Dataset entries
┄┄┄┄┄┄┄┄┄┄┄┄┄┄┄┄┄┄┄┄
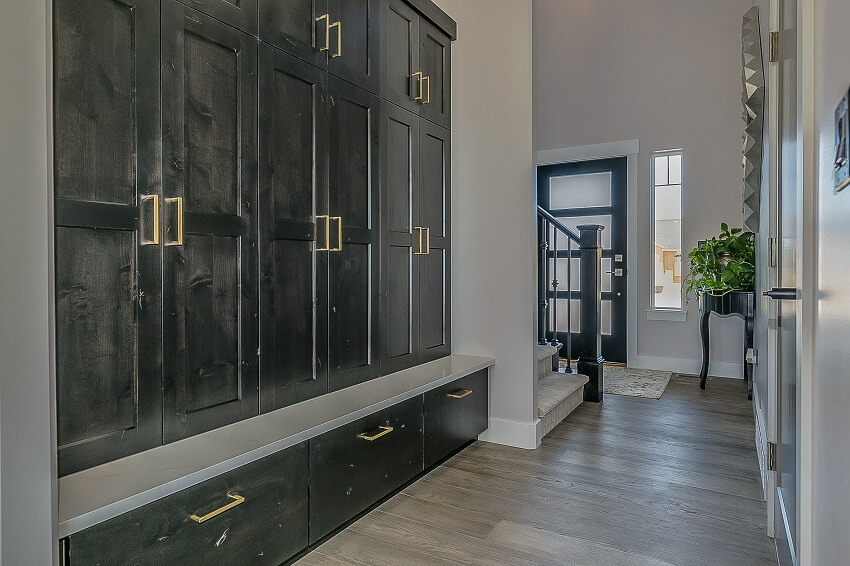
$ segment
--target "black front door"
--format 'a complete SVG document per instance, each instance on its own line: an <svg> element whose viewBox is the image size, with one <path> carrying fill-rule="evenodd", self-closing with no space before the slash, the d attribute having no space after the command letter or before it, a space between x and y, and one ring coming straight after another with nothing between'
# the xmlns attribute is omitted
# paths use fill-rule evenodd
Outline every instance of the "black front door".
<svg viewBox="0 0 850 566"><path fill-rule="evenodd" d="M625 363L627 242L627 162L625 157L544 165L538 168L537 202L568 228L599 224L602 231L602 356L606 361ZM550 242L554 238L550 234ZM566 238L558 234L559 251L550 252L550 273L557 273L557 291L548 282L550 316L557 316L558 340L567 343L572 333L573 353L581 331L579 300L579 250L570 251ZM557 260L555 256L557 255ZM556 264L557 262L557 264ZM557 267L557 271L555 268ZM569 282L568 282L569 281ZM556 303L557 301L557 303ZM554 313L557 313L556 315ZM580 345L579 345L580 346ZM562 351L562 356L567 352Z"/></svg>

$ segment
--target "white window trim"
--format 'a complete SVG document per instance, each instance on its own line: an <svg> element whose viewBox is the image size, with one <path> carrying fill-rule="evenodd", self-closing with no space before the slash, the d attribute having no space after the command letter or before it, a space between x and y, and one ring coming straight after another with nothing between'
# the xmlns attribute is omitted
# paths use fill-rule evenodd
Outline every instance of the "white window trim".
<svg viewBox="0 0 850 566"><path fill-rule="evenodd" d="M684 210L685 210L685 151L682 148L667 149L664 151L654 151L649 158L649 259L652 267L652 279L649 284L649 304L646 309L647 320L666 320L674 322L685 322L688 318L688 310L684 304L680 308L665 308L655 306L655 158L671 155L682 156L682 183L681 191L682 198L680 199L679 218L682 219L684 225ZM684 250L682 250L684 253ZM684 278L685 258L682 258L682 277ZM684 299L683 299L684 301Z"/></svg>

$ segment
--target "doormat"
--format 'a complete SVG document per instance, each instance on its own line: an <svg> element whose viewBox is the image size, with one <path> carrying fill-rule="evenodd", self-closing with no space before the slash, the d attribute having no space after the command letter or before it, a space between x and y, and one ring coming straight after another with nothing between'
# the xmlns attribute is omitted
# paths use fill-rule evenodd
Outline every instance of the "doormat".
<svg viewBox="0 0 850 566"><path fill-rule="evenodd" d="M561 360L566 367L566 360ZM661 399L673 372L654 369L635 369L623 366L605 365L602 382L605 393L609 395L627 395L645 399Z"/></svg>

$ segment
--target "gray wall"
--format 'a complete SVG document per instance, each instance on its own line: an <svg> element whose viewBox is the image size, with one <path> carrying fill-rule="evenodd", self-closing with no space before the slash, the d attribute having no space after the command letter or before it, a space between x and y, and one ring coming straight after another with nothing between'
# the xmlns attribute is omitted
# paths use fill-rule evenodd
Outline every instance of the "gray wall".
<svg viewBox="0 0 850 566"><path fill-rule="evenodd" d="M815 104L819 136L817 191L820 256L813 395L813 564L846 564L850 556L850 189L833 193L832 124L850 85L850 2L816 2Z"/></svg>
<svg viewBox="0 0 850 566"><path fill-rule="evenodd" d="M0 562L54 558L47 3L0 18Z"/></svg>
<svg viewBox="0 0 850 566"><path fill-rule="evenodd" d="M650 156L685 150L683 245L740 225L741 21L752 0L535 0L538 150L640 139L637 354L698 369L697 304L687 322L647 320ZM687 269L687 266L685 266ZM743 325L715 321L712 359L740 375Z"/></svg>
<svg viewBox="0 0 850 566"><path fill-rule="evenodd" d="M457 352L496 358L488 440L536 444L531 0L437 0L453 46Z"/></svg>

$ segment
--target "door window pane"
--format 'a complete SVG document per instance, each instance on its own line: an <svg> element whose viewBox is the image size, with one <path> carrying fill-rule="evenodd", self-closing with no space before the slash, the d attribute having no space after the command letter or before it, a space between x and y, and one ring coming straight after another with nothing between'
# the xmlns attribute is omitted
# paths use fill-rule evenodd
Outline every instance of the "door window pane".
<svg viewBox="0 0 850 566"><path fill-rule="evenodd" d="M552 177L549 209L611 206L611 172Z"/></svg>
<svg viewBox="0 0 850 566"><path fill-rule="evenodd" d="M682 153L653 156L653 300L682 308Z"/></svg>

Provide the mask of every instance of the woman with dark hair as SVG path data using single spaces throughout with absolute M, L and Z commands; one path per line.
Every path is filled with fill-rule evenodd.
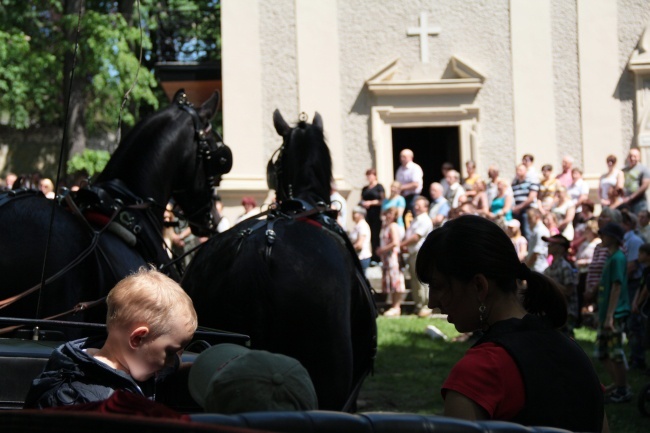
M 600 176 L 598 185 L 598 198 L 601 206 L 611 206 L 610 189 L 622 190 L 625 181 L 623 171 L 616 168 L 616 156 L 608 155 L 605 160 L 607 163 L 607 172 Z
M 379 262 L 379 256 L 375 250 L 380 243 L 381 231 L 381 204 L 386 198 L 386 191 L 382 184 L 377 181 L 377 171 L 374 168 L 366 170 L 366 179 L 368 185 L 364 186 L 361 190 L 361 202 L 359 205 L 366 209 L 366 221 L 370 226 L 370 241 L 372 244 L 372 260 Z
M 542 179 L 539 182 L 539 194 L 537 199 L 542 202 L 546 197 L 553 198 L 557 187 L 560 186 L 560 181 L 553 176 L 553 166 L 545 164 L 542 166 Z
M 519 261 L 499 226 L 471 215 L 447 222 L 425 240 L 416 271 L 430 308 L 459 332 L 483 331 L 443 384 L 446 416 L 604 429 L 591 360 L 557 330 L 567 320 L 564 295 Z M 527 283 L 522 293 L 517 280 Z

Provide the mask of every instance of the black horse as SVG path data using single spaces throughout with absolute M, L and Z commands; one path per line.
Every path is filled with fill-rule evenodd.
M 199 323 L 240 332 L 251 346 L 298 359 L 319 407 L 351 410 L 376 352 L 376 310 L 346 234 L 330 215 L 332 160 L 316 113 L 291 128 L 269 162 L 277 203 L 211 238 L 181 282 Z
M 101 299 L 140 266 L 168 263 L 162 229 L 172 197 L 195 234 L 210 234 L 212 188 L 232 166 L 230 149 L 210 126 L 218 103 L 215 93 L 195 109 L 180 90 L 124 137 L 91 187 L 60 199 L 62 205 L 34 191 L 0 195 L 0 313 L 52 317 Z M 43 269 L 41 293 L 27 295 Z M 173 267 L 166 271 L 180 280 Z M 103 322 L 104 314 L 93 309 L 76 320 Z

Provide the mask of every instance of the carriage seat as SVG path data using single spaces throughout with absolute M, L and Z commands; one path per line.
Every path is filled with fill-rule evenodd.
M 38 376 L 56 341 L 0 339 L 0 409 L 20 409 L 25 396 Z
M 503 421 L 463 421 L 435 415 L 367 412 L 348 414 L 330 411 L 249 412 L 236 415 L 193 414 L 192 421 L 285 433 L 460 433 L 548 432 L 567 430 L 525 427 Z

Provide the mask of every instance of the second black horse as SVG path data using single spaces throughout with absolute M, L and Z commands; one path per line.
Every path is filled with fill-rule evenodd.
M 346 234 L 329 214 L 332 160 L 318 113 L 290 127 L 269 163 L 277 203 L 211 238 L 182 280 L 199 324 L 298 359 L 319 407 L 352 410 L 376 351 L 376 310 Z

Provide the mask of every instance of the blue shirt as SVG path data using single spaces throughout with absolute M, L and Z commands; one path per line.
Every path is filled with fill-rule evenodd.
M 625 257 L 629 262 L 636 263 L 636 270 L 628 275 L 630 280 L 638 280 L 643 274 L 643 266 L 639 263 L 639 247 L 643 245 L 643 239 L 633 230 L 625 233 L 623 236 L 623 245 L 625 247 Z
M 525 202 L 531 191 L 539 192 L 539 184 L 532 183 L 528 178 L 524 180 L 515 178 L 512 182 L 512 195 L 515 199 L 515 205 Z
M 398 195 L 395 198 L 386 198 L 381 204 L 381 211 L 383 213 L 386 209 L 390 209 L 392 207 L 396 207 L 398 209 L 406 209 L 406 199 L 401 195 Z M 397 225 L 404 227 L 404 219 L 401 216 L 397 218 Z

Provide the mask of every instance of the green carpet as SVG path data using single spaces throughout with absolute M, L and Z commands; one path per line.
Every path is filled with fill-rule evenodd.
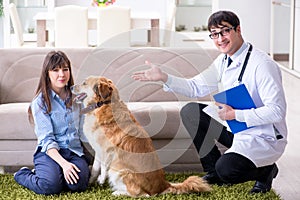
M 171 182 L 182 182 L 185 178 L 190 175 L 199 175 L 197 173 L 185 173 L 185 174 L 167 174 L 166 178 Z M 195 193 L 195 194 L 184 194 L 184 195 L 172 195 L 165 194 L 150 198 L 135 198 L 135 199 L 147 199 L 147 200 L 184 200 L 184 199 L 204 199 L 204 200 L 244 200 L 244 199 L 255 199 L 255 200 L 280 200 L 280 197 L 274 192 L 270 191 L 266 194 L 248 194 L 252 188 L 254 182 L 246 182 L 243 184 L 237 184 L 232 186 L 213 186 L 213 191 L 209 193 Z M 18 185 L 13 175 L 5 174 L 0 175 L 0 200 L 27 200 L 27 199 L 38 199 L 38 200 L 49 200 L 49 199 L 61 199 L 61 200 L 93 200 L 93 199 L 132 199 L 129 197 L 115 197 L 111 195 L 112 191 L 107 184 L 99 186 L 97 184 L 92 185 L 87 191 L 83 193 L 71 193 L 64 192 L 60 195 L 44 196 L 37 195 L 34 192 Z

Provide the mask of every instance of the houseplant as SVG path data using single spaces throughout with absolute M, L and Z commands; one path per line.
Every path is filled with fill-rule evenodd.
M 93 0 L 92 5 L 97 7 L 109 6 L 115 3 L 116 0 Z
M 4 46 L 4 26 L 3 26 L 3 0 L 0 0 L 0 48 Z
M 4 11 L 3 11 L 3 0 L 0 0 L 0 17 L 2 17 L 4 14 Z

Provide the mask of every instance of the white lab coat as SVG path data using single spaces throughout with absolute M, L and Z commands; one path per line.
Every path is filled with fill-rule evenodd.
M 232 88 L 238 83 L 248 48 L 249 45 L 244 43 L 238 55 L 232 56 L 233 62 L 228 68 L 225 67 L 225 56 L 221 54 L 208 69 L 191 79 L 169 75 L 164 90 L 202 97 L 218 90 L 220 85 L 224 90 Z M 257 167 L 271 165 L 280 158 L 287 144 L 286 101 L 281 81 L 278 65 L 254 47 L 242 83 L 257 108 L 235 111 L 236 120 L 253 128 L 236 133 L 232 146 L 225 153 L 239 153 Z M 282 139 L 276 139 L 273 125 L 283 136 Z

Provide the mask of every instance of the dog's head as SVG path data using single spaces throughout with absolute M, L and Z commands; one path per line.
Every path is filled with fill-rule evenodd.
M 76 95 L 75 100 L 83 102 L 84 105 L 119 100 L 119 94 L 113 82 L 105 77 L 90 76 L 81 84 L 74 85 L 72 92 Z

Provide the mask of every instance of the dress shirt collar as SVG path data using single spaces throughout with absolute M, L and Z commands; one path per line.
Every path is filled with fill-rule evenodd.
M 230 58 L 234 61 L 237 57 L 239 57 L 245 49 L 247 49 L 249 45 L 246 42 L 243 42 L 242 46 L 237 50 Z

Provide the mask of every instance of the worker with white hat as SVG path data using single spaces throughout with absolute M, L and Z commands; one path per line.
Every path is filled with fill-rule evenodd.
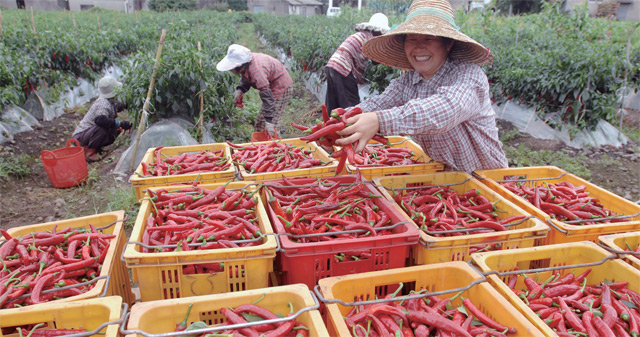
M 412 136 L 448 170 L 508 166 L 498 138 L 489 81 L 480 65 L 489 49 L 460 32 L 447 0 L 414 0 L 406 20 L 363 46 L 371 60 L 408 70 L 358 106 L 364 113 L 338 132 L 338 145 L 361 151 L 378 132 Z
M 242 97 L 250 88 L 260 91 L 262 107 L 254 129 L 256 132 L 267 131 L 272 137 L 275 136 L 282 114 L 293 94 L 293 80 L 282 62 L 266 54 L 252 53 L 245 46 L 232 44 L 216 68 L 241 76 L 234 93 L 236 106 L 242 106 Z
M 329 111 L 360 103 L 358 83 L 363 81 L 369 58 L 362 53 L 362 45 L 374 36 L 389 30 L 389 20 L 382 13 L 371 16 L 369 22 L 355 25 L 356 33 L 346 38 L 331 55 L 325 67 L 327 94 L 325 104 Z
M 122 130 L 131 129 L 131 123 L 119 121 L 118 112 L 126 106 L 115 99 L 116 88 L 122 83 L 112 76 L 105 76 L 98 81 L 100 95 L 73 131 L 72 138 L 77 139 L 85 148 L 88 162 L 101 159 L 102 148 L 113 144 Z

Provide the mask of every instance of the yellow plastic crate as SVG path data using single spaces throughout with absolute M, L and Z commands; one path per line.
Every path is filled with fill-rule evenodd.
M 408 137 L 402 136 L 389 136 L 387 137 L 391 143 L 392 148 L 403 147 L 413 151 L 413 159 L 419 159 L 424 164 L 415 165 L 398 165 L 398 166 L 384 166 L 384 167 L 357 167 L 355 165 L 345 165 L 345 174 L 355 174 L 356 169 L 360 170 L 360 173 L 365 179 L 372 180 L 375 177 L 394 176 L 394 175 L 412 175 L 440 172 L 444 170 L 444 164 L 437 162 L 429 157 L 413 140 Z M 376 141 L 369 141 L 369 144 L 381 145 Z M 338 149 L 340 149 L 338 147 Z
M 379 177 L 375 178 L 374 182 L 385 198 L 393 202 L 394 206 L 405 216 L 406 221 L 411 221 L 416 227 L 418 227 L 418 225 L 411 220 L 411 217 L 406 214 L 391 196 L 391 189 L 403 188 L 405 185 L 406 187 L 448 185 L 447 187 L 458 193 L 477 189 L 481 195 L 485 196 L 491 202 L 500 200 L 497 204 L 498 208 L 506 211 L 506 213 L 500 213 L 502 214 L 502 218 L 519 214 L 529 216 L 523 209 L 488 189 L 466 172 L 449 171 L 412 176 Z M 536 241 L 544 239 L 549 232 L 549 227 L 534 217 L 510 228 L 513 229 L 502 232 L 449 237 L 436 237 L 421 230 L 420 244 L 416 246 L 415 251 L 415 263 L 429 264 L 468 261 L 470 259 L 470 248 L 481 244 L 501 243 L 503 250 L 533 247 L 536 245 Z
M 126 303 L 133 303 L 135 301 L 135 295 L 131 292 L 131 282 L 129 281 L 129 271 L 125 264 L 120 260 L 120 254 L 124 249 L 127 242 L 126 234 L 124 233 L 124 211 L 115 211 L 109 213 L 95 214 L 84 216 L 80 218 L 68 219 L 47 222 L 42 224 L 15 227 L 8 230 L 11 236 L 24 236 L 29 235 L 32 232 L 44 232 L 51 231 L 53 226 L 57 226 L 58 230 L 71 228 L 89 228 L 89 224 L 96 228 L 109 226 L 103 230 L 105 234 L 116 235 L 115 238 L 109 241 L 109 251 L 102 264 L 100 275 L 109 275 L 109 288 L 106 290 L 107 296 L 121 296 Z M 96 282 L 95 287 L 88 292 L 55 300 L 55 302 L 68 302 L 82 299 L 96 298 L 105 292 L 105 286 L 107 284 L 106 279 L 101 279 Z M 53 302 L 53 301 L 51 301 Z M 39 304 L 38 304 L 39 305 Z M 7 309 L 5 309 L 7 310 Z
M 498 192 L 503 197 L 512 201 L 516 205 L 522 207 L 529 212 L 549 223 L 552 227 L 547 239 L 542 244 L 556 244 L 577 241 L 598 242 L 598 236 L 603 234 L 624 233 L 637 230 L 640 227 L 640 205 L 635 204 L 627 199 L 617 196 L 601 187 L 598 187 L 580 177 L 566 172 L 555 166 L 540 167 L 517 167 L 498 170 L 482 170 L 476 171 L 479 180 L 492 190 Z M 529 182 L 529 186 L 542 185 L 547 183 L 558 183 L 567 181 L 575 186 L 585 185 L 589 196 L 597 198 L 604 207 L 611 209 L 618 215 L 632 215 L 626 222 L 616 222 L 600 225 L 578 225 L 568 224 L 566 222 L 551 219 L 549 214 L 536 208 L 531 203 L 521 198 L 511 191 L 500 185 L 500 181 L 507 180 L 512 177 L 521 177 L 524 179 L 534 179 Z
M 248 182 L 232 182 L 226 188 L 228 190 L 241 189 L 248 184 Z M 203 184 L 200 186 L 212 190 L 220 185 L 224 184 Z M 150 190 L 155 191 L 159 188 L 171 190 L 185 187 L 188 186 L 152 187 Z M 255 188 L 255 186 L 248 187 L 249 190 Z M 273 233 L 262 197 L 258 193 L 256 193 L 256 197 L 260 199 L 256 205 L 260 232 L 263 234 Z M 252 247 L 142 253 L 141 246 L 132 243 L 142 242 L 146 219 L 152 208 L 149 200 L 142 202 L 131 232 L 131 242 L 125 247 L 123 254 L 127 267 L 131 268 L 133 281 L 138 283 L 142 301 L 217 294 L 269 286 L 269 273 L 273 271 L 277 247 L 274 235 L 265 235 L 262 244 Z M 214 262 L 224 262 L 225 272 L 188 275 L 182 273 L 183 265 Z
M 605 249 L 618 253 L 622 259 L 640 269 L 640 253 L 622 254 L 627 251 L 627 245 L 631 247 L 640 245 L 640 232 L 600 235 L 598 241 L 605 246 Z
M 220 313 L 221 308 L 251 304 L 258 300 L 257 305 L 283 315 L 290 311 L 288 303 L 293 305 L 294 313 L 312 308 L 316 304 L 304 284 L 138 303 L 131 308 L 126 333 L 127 336 L 142 337 L 140 331 L 150 334 L 173 332 L 176 324 L 184 319 L 190 303 L 193 303 L 193 308 L 187 319 L 187 326 L 197 321 L 208 325 L 219 324 L 225 322 L 225 316 Z M 296 320 L 309 329 L 309 337 L 329 336 L 318 310 L 302 312 Z
M 2 329 L 25 325 L 46 323 L 49 329 L 85 329 L 97 330 L 100 325 L 118 322 L 121 316 L 122 298 L 109 296 L 64 303 L 44 303 L 19 309 L 0 311 L 0 337 L 18 337 L 18 333 L 3 334 Z M 118 337 L 117 323 L 106 325 L 100 334 L 92 336 Z M 23 334 L 27 334 L 23 330 Z
M 591 268 L 591 273 L 587 276 L 587 285 L 597 284 L 604 280 L 611 282 L 629 281 L 628 288 L 633 291 L 640 291 L 640 271 L 634 269 L 620 259 L 613 258 L 610 254 L 593 242 L 583 241 L 549 245 L 542 247 L 514 249 L 508 252 L 486 252 L 473 254 L 473 261 L 480 267 L 483 273 L 489 271 L 509 272 L 516 270 L 534 270 L 548 267 L 566 266 L 566 272 L 573 272 L 576 275 Z M 606 258 L 604 263 L 594 266 L 575 267 L 578 264 L 600 262 Z M 526 273 L 527 276 L 542 280 L 548 279 L 553 272 L 539 271 Z M 562 271 L 561 271 L 562 272 Z M 489 275 L 489 282 L 507 299 L 513 306 L 518 308 L 538 329 L 546 336 L 556 336 L 549 326 L 540 319 L 533 310 L 524 303 L 509 288 L 506 282 L 510 278 L 507 276 Z M 524 289 L 522 277 L 518 277 L 516 289 Z
M 402 293 L 408 294 L 410 290 L 427 289 L 429 292 L 437 292 L 463 288 L 481 279 L 482 275 L 467 263 L 458 261 L 325 278 L 320 280 L 318 285 L 324 298 L 348 303 L 359 298 L 383 298 L 397 289 L 400 282 L 403 284 Z M 454 291 L 438 296 L 451 298 L 457 293 L 458 291 Z M 487 316 L 505 326 L 515 328 L 517 333 L 510 336 L 543 336 L 487 282 L 477 283 L 464 290 L 452 301 L 454 308 L 462 304 L 461 298 L 471 299 Z M 351 336 L 343 316 L 346 316 L 352 307 L 338 303 L 329 303 L 326 307 L 329 334 Z
M 248 146 L 248 145 L 259 145 L 259 144 L 271 144 L 272 140 L 266 142 L 255 142 L 255 143 L 244 143 L 237 144 L 239 146 Z M 315 177 L 332 177 L 336 173 L 336 167 L 338 166 L 338 162 L 333 159 L 327 151 L 325 151 L 322 147 L 318 146 L 315 142 L 307 143 L 300 138 L 289 138 L 289 139 L 281 139 L 276 140 L 276 142 L 280 142 L 283 144 L 288 144 L 296 147 L 304 147 L 304 149 L 308 149 L 314 151 L 311 155 L 320 159 L 323 162 L 328 162 L 328 164 L 324 166 L 314 166 L 304 169 L 293 169 L 293 170 L 284 170 L 277 172 L 261 172 L 261 173 L 249 173 L 243 167 L 238 166 L 238 172 L 240 172 L 240 176 L 244 180 L 263 182 L 267 180 L 281 179 L 282 176 L 286 177 L 296 177 L 296 178 L 315 178 Z M 234 152 L 234 148 L 231 147 L 231 154 Z
M 144 157 L 142 158 L 140 165 L 138 165 L 138 168 L 136 168 L 136 170 L 131 175 L 131 185 L 135 189 L 136 198 L 138 200 L 140 200 L 144 196 L 144 191 L 148 187 L 190 184 L 196 179 L 201 183 L 210 184 L 233 180 L 235 177 L 235 167 L 231 162 L 229 168 L 224 171 L 188 173 L 162 177 L 143 177 L 142 163 L 149 165 L 156 162 L 156 158 L 153 155 L 155 149 L 156 148 L 150 148 L 147 150 L 147 153 L 145 153 Z M 229 145 L 227 145 L 226 143 L 163 147 L 162 149 L 160 149 L 160 153 L 168 157 L 172 157 L 181 155 L 183 153 L 197 153 L 202 151 L 217 152 L 221 150 L 224 151 L 225 158 L 231 160 L 231 151 L 229 150 Z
┄┄┄┄┄┄┄┄┄┄┄┄┄┄┄┄┄┄┄┄
WHAT TO WORK ON
Copy out each line in the preceding records that contains "horse".

YOUR RESPONSE
Provide the mask of every instance of the black horse as SVG path data using single spaces throughout with absolute M, L and Z commands; one path per line.
Provide the mask of every instance of the second black horse as SVG path data using single spaces throughout with absolute M, L and Z commands; one path per line.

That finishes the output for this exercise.